### EXERCISE BRIEF:
Begin at the line of the material below that contains "pale skin — where?" and stop after the line that contains "0,79 -> 221,264". Write those lines out again with "pixel coordinates" substituted for "pixel coords", leaving the pictures out and changing nothing else.
------ SUPPLIED ENTRIES ------
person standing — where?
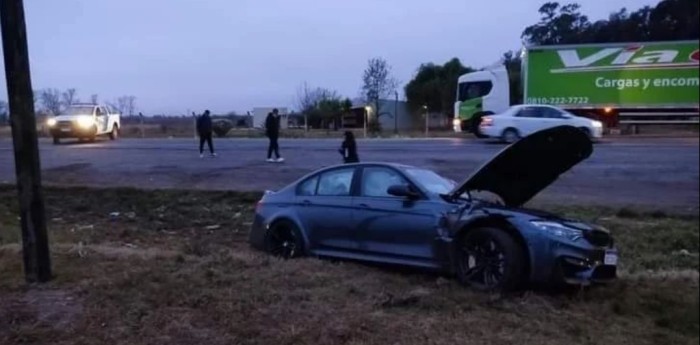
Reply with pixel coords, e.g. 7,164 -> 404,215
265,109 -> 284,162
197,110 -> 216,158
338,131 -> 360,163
------
------ SUPPLIED ENTRIES ------
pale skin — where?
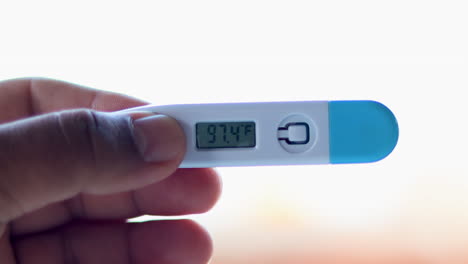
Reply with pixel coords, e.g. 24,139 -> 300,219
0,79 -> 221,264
------
### EXERCISE SOLUTION:
pale skin — where?
Reply with pixel coordinates, e.g. 24,139 -> 300,219
0,79 -> 221,264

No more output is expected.